**SET PROBLEM:**
Recast all of the listing below as a two-column CSV headed instruction and response, one row per instruction. Put each instruction's text and its response in their own quoted fields, turning line breaks into spaces.

**TASK INPUTS:**
_ _ _ _ _
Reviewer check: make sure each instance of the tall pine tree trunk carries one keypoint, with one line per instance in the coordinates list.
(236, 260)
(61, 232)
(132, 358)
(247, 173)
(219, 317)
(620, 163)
_ _ _ _ _
**OUTPUT BELOW:**
instruction,response
"Reviewer check: make sure each instance of the tall pine tree trunk carries one keypoint, with one line per instance in the coordinates list.","(236, 260) (61, 232) (132, 358) (247, 173) (219, 317) (620, 163)"